Exactly how many lines in this material contain the string "bench"? Reply with the number alone.
***** Data for review
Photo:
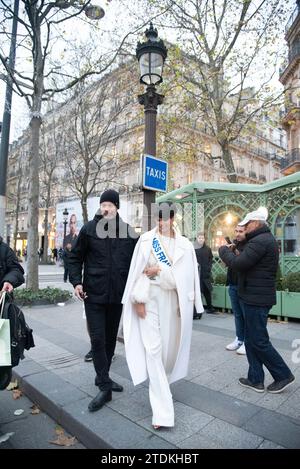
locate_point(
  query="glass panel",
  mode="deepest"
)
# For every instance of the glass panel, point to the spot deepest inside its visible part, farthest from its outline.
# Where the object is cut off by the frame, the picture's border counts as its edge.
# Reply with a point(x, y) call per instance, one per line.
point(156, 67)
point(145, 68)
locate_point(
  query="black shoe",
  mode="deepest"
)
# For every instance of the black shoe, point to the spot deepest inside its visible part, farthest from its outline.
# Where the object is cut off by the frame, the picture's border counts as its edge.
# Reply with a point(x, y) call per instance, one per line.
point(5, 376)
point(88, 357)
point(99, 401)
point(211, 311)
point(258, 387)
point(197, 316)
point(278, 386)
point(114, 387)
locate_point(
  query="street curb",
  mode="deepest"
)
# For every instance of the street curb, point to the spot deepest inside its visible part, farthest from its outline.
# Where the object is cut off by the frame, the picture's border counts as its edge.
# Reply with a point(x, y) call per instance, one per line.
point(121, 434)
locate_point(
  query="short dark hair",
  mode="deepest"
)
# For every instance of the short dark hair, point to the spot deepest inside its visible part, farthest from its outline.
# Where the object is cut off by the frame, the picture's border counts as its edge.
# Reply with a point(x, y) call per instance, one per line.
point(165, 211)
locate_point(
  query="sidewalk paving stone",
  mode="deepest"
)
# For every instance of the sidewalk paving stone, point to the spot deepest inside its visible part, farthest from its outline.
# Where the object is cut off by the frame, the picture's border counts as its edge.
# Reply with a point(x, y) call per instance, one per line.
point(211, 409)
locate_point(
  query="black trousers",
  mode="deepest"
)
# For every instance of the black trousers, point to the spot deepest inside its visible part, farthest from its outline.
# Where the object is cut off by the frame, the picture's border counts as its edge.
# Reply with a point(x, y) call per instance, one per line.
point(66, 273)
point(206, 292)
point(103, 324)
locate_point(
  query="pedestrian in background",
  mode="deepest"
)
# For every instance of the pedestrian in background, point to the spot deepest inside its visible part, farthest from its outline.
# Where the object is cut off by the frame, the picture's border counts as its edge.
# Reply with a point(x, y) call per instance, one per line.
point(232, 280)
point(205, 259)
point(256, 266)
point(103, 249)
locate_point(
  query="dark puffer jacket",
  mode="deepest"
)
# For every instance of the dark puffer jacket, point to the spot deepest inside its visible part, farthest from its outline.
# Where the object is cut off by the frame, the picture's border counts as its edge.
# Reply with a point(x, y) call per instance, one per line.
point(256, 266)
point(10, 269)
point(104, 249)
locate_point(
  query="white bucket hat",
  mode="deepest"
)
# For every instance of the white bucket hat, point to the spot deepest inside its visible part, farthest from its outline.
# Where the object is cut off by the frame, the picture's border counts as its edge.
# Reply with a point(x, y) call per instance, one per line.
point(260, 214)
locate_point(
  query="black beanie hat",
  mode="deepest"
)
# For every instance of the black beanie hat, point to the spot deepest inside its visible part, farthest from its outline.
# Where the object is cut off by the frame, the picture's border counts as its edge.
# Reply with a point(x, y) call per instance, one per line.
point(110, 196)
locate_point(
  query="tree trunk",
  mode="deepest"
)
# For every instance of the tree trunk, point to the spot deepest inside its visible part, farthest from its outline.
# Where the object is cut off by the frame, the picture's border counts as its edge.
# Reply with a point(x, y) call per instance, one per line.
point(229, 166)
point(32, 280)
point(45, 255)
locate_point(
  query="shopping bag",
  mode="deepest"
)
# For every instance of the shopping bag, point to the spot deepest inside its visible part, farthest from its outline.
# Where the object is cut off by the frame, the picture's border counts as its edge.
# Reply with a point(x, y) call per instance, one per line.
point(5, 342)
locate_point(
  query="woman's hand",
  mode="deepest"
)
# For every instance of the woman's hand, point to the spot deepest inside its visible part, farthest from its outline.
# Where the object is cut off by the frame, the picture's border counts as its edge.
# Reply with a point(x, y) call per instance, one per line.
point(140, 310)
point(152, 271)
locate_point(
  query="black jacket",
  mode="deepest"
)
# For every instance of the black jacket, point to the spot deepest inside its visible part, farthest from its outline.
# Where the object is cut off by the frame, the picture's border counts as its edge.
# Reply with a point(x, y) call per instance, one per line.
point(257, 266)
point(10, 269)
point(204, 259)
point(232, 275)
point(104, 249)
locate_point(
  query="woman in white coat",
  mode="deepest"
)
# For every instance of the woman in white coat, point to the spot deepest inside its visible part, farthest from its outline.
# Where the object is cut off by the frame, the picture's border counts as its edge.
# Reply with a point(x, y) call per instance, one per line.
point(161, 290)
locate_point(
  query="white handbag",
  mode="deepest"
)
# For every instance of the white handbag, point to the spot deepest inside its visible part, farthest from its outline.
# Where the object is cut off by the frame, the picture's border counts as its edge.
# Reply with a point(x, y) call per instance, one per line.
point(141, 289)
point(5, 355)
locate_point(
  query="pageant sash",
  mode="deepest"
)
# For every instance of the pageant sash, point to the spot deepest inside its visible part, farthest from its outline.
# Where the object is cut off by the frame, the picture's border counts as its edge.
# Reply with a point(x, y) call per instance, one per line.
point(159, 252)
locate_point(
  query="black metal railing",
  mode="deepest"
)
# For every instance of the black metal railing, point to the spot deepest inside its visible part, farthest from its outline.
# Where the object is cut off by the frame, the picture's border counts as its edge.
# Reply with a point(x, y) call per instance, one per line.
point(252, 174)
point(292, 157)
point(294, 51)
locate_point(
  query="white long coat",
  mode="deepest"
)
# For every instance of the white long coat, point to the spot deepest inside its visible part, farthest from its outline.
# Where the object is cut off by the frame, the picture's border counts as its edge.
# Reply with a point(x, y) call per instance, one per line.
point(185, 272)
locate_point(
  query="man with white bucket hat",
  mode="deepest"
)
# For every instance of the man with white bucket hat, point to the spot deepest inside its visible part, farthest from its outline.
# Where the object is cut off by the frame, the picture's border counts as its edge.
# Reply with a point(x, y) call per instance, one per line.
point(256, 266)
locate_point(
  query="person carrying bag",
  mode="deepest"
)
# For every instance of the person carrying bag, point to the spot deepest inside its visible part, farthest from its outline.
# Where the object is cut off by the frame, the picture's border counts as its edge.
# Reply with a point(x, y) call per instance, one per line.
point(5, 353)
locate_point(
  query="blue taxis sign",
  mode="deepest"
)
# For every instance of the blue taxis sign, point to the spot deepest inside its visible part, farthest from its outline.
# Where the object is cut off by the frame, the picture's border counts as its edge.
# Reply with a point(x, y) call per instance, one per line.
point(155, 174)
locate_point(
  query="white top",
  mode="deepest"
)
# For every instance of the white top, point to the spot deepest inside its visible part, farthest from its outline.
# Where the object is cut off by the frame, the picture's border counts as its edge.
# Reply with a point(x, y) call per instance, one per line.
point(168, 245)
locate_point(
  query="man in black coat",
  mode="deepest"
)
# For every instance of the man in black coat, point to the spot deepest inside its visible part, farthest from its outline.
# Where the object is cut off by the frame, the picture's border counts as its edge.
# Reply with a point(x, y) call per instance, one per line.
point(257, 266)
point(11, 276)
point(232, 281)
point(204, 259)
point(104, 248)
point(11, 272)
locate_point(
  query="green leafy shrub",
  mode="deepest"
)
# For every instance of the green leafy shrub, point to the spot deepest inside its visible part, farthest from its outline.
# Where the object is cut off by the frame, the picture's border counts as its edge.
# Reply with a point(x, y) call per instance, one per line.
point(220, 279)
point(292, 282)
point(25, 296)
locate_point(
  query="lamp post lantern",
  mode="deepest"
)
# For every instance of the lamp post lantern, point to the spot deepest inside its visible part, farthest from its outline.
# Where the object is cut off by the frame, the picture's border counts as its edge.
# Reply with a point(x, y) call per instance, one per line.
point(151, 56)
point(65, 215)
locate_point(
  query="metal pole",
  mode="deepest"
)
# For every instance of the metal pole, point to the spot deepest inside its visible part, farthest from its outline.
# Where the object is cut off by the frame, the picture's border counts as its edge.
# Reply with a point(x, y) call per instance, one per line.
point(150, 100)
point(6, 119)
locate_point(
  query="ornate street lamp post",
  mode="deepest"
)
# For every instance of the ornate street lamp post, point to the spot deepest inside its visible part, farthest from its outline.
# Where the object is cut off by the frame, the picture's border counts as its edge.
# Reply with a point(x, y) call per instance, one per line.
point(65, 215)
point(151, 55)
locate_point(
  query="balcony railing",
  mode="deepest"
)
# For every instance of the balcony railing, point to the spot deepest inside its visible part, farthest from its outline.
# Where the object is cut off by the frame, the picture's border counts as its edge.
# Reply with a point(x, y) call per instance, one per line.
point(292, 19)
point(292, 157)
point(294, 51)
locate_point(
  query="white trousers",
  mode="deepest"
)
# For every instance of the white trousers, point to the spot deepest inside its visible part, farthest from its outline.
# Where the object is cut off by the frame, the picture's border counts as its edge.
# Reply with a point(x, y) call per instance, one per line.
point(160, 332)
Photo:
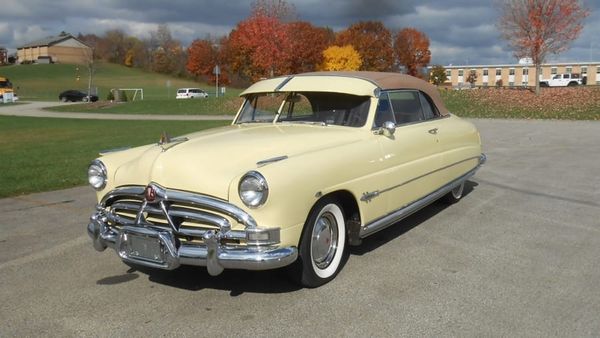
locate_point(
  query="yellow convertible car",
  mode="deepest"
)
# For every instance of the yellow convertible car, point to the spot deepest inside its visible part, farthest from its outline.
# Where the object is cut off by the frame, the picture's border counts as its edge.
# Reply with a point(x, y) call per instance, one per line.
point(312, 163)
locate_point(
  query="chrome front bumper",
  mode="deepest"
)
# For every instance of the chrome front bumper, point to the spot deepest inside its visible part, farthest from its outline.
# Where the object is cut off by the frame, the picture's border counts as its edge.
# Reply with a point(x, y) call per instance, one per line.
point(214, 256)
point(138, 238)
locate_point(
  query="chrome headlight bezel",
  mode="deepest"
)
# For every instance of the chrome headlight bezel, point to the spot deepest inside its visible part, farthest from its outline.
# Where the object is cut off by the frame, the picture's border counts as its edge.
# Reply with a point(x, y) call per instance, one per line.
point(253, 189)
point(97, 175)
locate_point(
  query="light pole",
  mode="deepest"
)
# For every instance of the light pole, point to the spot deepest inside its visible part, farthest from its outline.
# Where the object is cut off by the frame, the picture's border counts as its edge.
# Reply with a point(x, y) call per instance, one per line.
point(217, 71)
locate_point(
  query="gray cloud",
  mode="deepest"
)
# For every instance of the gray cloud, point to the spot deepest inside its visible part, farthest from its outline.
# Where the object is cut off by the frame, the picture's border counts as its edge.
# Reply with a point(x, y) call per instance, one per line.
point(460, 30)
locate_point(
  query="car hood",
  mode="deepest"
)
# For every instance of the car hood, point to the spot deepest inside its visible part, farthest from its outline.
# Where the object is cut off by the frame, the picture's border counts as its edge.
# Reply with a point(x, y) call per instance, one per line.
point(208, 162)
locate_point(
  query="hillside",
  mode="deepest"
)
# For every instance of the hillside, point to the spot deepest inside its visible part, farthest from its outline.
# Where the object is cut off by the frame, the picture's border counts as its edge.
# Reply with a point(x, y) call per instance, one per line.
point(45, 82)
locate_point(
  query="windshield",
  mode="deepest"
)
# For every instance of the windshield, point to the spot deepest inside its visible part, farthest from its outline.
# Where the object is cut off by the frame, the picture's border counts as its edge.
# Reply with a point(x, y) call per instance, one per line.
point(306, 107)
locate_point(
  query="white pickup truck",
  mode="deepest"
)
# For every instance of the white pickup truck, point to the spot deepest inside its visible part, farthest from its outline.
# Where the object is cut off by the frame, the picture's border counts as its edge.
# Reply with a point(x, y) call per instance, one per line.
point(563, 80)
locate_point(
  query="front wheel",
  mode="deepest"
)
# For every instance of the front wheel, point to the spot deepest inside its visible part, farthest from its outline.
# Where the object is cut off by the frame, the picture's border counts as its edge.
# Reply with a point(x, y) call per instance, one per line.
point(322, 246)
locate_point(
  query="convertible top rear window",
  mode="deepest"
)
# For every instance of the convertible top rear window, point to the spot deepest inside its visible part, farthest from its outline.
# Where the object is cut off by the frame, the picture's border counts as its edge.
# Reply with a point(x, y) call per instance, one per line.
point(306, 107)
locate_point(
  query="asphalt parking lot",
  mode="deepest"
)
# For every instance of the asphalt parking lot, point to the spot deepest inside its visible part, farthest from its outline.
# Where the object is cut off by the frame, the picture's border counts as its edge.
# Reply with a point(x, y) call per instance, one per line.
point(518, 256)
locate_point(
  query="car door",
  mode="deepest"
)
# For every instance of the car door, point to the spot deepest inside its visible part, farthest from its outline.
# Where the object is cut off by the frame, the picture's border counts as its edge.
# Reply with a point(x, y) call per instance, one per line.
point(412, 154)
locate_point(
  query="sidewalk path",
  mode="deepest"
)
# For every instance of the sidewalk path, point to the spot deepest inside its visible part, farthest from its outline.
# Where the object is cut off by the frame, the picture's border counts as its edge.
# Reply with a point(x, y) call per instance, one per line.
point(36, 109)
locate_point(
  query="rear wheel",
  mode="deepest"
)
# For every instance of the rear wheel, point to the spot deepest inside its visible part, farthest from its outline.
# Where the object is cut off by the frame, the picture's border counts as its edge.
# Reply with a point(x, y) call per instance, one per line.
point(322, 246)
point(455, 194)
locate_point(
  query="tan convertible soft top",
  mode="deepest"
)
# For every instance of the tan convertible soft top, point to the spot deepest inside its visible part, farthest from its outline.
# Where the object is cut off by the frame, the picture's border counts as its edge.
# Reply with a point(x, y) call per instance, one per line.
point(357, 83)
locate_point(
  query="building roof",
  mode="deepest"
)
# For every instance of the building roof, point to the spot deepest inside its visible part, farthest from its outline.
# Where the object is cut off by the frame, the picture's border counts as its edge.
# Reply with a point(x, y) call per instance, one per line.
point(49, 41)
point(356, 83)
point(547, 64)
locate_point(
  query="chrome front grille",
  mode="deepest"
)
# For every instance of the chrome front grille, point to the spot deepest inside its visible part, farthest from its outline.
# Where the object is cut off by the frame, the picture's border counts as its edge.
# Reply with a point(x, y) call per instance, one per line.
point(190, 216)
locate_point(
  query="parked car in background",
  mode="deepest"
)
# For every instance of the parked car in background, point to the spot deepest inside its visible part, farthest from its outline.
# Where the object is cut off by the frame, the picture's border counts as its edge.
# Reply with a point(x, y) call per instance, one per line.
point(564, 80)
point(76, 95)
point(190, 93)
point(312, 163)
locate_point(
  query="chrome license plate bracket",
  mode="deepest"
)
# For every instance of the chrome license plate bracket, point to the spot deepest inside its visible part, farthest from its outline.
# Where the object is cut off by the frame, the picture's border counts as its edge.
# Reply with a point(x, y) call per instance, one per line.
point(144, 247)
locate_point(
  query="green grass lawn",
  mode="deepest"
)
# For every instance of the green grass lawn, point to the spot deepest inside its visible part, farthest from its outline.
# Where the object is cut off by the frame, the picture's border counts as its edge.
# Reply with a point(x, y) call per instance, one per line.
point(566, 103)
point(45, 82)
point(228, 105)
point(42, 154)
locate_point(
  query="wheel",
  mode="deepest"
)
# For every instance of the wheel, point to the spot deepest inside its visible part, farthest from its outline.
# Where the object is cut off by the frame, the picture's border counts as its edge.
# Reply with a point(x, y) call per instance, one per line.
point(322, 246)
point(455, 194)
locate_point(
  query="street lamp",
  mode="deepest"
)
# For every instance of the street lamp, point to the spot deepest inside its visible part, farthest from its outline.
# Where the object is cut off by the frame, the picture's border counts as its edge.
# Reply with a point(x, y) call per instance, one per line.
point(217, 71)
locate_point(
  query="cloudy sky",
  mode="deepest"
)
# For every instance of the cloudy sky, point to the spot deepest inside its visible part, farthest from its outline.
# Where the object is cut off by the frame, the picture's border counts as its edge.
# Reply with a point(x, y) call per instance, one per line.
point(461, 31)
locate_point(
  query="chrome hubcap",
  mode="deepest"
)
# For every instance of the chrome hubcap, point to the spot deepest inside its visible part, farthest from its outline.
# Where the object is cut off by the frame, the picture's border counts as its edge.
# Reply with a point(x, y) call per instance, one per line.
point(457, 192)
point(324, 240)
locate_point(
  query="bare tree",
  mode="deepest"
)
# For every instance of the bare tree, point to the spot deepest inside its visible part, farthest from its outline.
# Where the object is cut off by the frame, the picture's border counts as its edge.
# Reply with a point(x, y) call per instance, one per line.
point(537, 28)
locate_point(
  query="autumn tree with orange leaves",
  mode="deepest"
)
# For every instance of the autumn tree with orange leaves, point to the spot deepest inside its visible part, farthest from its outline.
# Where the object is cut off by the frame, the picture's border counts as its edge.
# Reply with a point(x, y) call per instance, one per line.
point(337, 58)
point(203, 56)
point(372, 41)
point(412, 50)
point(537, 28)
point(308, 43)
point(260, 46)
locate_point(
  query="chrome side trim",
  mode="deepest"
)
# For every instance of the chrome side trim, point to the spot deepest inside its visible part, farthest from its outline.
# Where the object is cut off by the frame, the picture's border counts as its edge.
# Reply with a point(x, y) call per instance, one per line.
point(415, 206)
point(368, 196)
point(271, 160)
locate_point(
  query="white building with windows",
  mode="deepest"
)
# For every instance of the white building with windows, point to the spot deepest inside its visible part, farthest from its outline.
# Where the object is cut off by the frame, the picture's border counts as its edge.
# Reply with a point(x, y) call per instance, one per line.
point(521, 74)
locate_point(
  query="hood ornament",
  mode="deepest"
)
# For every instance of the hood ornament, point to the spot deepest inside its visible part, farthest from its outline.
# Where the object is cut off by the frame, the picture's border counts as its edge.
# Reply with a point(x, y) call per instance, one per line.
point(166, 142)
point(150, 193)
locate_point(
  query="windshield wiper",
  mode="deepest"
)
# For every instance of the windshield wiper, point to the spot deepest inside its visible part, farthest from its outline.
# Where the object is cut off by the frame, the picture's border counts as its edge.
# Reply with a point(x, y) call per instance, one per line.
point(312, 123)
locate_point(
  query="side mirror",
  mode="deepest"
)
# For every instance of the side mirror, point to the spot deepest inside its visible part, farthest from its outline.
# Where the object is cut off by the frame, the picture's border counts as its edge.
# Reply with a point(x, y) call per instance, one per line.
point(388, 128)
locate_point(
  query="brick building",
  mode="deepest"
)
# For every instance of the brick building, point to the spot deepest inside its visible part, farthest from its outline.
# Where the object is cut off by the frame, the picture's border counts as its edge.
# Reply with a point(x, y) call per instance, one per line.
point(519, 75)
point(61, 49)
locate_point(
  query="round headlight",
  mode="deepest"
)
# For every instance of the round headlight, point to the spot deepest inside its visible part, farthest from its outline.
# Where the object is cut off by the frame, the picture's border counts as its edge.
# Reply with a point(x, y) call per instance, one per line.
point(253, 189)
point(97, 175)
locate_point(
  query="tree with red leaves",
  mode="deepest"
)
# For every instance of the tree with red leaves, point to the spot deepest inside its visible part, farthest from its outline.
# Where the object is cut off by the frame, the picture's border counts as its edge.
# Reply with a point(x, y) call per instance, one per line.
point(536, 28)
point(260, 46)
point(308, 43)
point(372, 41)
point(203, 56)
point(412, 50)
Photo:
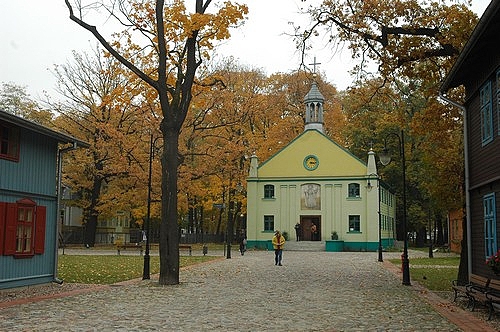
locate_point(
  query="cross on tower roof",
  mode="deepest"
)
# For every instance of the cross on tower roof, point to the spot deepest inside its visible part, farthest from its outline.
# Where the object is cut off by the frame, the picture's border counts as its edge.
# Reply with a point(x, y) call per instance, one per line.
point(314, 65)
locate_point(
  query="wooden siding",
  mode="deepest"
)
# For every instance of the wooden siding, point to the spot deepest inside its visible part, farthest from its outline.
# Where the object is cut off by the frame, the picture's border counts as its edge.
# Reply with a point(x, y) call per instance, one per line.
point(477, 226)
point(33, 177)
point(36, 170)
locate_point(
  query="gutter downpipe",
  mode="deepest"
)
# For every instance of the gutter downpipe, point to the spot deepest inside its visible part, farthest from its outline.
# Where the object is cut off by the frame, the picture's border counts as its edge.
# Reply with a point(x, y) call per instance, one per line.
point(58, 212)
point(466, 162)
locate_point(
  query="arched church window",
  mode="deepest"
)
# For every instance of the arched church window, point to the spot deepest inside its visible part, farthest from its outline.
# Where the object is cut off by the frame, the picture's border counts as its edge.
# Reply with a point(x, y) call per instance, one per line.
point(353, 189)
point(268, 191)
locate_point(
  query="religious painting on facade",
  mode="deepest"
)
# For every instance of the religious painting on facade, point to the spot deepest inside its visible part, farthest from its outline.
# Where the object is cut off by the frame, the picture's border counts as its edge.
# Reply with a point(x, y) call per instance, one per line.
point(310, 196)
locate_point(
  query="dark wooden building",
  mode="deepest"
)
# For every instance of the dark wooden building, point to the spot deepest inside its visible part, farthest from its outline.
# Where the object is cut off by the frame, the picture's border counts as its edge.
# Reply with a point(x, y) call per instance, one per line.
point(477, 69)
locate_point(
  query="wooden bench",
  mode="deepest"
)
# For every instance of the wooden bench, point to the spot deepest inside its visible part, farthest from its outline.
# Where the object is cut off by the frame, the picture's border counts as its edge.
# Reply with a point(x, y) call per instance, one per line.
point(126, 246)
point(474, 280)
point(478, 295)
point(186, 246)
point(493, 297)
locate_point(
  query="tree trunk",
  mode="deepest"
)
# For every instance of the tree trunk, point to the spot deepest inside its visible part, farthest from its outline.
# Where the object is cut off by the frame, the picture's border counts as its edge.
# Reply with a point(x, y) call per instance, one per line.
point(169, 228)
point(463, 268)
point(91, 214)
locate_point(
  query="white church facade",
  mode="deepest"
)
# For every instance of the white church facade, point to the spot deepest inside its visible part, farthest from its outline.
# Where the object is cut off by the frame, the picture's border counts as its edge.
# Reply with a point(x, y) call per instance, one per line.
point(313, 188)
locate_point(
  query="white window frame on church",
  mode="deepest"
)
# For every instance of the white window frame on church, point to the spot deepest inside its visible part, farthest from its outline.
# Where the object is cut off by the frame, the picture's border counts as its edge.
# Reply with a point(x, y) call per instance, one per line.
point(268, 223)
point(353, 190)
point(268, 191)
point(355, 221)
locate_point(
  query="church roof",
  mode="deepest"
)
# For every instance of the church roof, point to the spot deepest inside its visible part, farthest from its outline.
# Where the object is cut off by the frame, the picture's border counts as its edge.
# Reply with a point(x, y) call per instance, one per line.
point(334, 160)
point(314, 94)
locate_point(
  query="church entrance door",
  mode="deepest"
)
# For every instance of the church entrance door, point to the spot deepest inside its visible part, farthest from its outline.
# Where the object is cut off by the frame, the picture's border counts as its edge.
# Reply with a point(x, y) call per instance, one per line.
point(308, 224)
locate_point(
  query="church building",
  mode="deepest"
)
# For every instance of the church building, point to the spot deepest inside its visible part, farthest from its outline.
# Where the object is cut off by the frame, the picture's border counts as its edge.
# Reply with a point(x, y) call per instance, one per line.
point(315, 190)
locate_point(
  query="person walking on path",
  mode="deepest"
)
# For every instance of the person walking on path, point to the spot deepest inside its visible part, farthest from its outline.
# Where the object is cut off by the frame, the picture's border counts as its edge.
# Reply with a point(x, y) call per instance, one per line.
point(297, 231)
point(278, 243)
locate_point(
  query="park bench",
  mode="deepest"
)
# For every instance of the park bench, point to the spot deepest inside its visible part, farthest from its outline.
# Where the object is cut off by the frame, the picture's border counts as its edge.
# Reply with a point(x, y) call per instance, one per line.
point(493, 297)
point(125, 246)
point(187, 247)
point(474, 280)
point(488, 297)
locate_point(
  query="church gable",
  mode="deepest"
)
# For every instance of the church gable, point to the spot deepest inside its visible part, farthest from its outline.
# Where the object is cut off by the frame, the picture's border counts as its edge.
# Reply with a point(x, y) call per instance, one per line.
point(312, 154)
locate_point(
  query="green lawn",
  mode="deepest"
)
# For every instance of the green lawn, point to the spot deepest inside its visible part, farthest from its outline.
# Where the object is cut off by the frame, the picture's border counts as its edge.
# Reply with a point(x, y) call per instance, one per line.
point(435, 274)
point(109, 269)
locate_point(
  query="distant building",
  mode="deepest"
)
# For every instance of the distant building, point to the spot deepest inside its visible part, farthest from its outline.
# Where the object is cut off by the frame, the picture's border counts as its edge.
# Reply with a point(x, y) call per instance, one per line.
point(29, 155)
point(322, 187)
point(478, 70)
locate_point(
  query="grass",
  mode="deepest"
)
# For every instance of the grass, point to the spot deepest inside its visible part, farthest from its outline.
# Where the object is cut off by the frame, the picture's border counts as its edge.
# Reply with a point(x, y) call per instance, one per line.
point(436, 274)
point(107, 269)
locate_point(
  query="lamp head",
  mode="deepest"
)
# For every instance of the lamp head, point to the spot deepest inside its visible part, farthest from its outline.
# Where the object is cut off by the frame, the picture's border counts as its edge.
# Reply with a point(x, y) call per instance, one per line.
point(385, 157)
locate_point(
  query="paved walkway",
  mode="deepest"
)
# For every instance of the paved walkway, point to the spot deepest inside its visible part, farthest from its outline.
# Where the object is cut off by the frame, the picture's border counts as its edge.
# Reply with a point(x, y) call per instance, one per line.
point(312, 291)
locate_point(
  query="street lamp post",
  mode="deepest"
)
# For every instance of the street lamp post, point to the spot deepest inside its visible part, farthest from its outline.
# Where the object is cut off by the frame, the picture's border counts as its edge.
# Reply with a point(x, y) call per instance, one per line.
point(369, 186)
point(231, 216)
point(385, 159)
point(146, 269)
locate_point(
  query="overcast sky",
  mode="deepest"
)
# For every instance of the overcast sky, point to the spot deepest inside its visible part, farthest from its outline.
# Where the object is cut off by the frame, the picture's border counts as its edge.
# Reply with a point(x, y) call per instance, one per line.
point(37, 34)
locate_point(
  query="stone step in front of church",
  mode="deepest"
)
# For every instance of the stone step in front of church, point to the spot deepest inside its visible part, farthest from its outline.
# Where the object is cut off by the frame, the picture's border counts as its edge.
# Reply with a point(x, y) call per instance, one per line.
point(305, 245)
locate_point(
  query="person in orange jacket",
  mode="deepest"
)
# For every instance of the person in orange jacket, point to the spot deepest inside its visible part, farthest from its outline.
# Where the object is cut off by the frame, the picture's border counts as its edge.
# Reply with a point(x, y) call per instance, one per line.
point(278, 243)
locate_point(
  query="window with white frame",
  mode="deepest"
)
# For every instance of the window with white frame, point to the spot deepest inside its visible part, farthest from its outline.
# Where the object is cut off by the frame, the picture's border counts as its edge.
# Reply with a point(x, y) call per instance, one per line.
**********
Output for this task:
4